-- WRITTEN INSTRUCTION --
Which lines in the items below contain the string "lamp"? Copy each of those lines in full.

-- LISTED ENTRIES --

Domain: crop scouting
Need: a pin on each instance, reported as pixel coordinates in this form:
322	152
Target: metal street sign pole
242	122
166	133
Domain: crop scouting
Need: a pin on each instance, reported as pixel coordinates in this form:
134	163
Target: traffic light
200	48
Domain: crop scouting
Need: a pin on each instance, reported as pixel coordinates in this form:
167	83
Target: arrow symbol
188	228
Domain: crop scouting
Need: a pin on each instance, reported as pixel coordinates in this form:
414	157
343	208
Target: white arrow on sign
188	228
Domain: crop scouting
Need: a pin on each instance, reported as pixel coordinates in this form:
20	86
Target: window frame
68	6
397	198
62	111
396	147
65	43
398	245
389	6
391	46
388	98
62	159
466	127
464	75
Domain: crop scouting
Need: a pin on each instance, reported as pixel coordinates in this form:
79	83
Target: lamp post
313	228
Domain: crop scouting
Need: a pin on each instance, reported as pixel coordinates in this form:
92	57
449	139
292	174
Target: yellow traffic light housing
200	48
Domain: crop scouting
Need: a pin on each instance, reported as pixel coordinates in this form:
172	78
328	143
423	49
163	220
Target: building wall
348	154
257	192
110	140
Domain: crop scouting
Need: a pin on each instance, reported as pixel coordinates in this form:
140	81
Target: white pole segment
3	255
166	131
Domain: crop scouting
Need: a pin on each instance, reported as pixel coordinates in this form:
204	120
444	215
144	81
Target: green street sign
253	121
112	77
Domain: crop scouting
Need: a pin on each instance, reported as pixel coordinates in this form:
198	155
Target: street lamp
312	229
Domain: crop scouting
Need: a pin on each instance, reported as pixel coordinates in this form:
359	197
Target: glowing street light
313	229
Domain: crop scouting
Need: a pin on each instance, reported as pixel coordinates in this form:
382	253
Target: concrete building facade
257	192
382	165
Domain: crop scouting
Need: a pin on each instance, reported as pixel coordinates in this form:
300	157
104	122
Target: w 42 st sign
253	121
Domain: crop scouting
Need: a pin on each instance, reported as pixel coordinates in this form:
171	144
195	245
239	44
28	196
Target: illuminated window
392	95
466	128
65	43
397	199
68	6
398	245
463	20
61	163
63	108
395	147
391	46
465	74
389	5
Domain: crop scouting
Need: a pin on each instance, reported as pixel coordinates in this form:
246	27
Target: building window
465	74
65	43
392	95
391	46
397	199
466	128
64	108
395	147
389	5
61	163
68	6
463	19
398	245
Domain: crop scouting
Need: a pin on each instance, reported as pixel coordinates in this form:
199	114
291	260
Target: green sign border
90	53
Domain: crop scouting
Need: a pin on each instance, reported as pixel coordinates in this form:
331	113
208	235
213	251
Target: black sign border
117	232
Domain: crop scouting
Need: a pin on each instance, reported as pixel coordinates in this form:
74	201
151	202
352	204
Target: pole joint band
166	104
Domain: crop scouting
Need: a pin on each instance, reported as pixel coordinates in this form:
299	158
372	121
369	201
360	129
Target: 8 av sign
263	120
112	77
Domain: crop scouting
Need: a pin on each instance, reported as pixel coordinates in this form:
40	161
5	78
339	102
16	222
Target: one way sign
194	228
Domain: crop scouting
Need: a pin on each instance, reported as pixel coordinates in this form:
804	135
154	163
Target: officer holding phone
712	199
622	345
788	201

-- TASK SOLUTION --
Target: lamp post
Target: street lamp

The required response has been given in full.